> **À faire**
Veuillez recopier ci-dessous, ligne par ligne et sans la moindre modification, l'ensemble des enregistrements qui suivent, s'il vous plaît.

> **Jeu de données**

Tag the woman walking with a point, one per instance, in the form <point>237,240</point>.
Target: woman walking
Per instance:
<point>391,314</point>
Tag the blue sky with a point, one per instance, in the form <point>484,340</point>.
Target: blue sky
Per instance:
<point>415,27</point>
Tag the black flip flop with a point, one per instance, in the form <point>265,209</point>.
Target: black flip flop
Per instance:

> **Réponse**
Tag the woman walking with a point, one per instance, in the form <point>237,240</point>.
Target: woman walking
Per instance:
<point>391,314</point>
Tag the blue sky with a point, one per instance, in the form <point>484,340</point>.
Target: blue sky
Per instance:
<point>415,27</point>
Tag the black flip flop with a point, one per instance, in the form <point>265,209</point>.
Target: black flip flop
Per instance:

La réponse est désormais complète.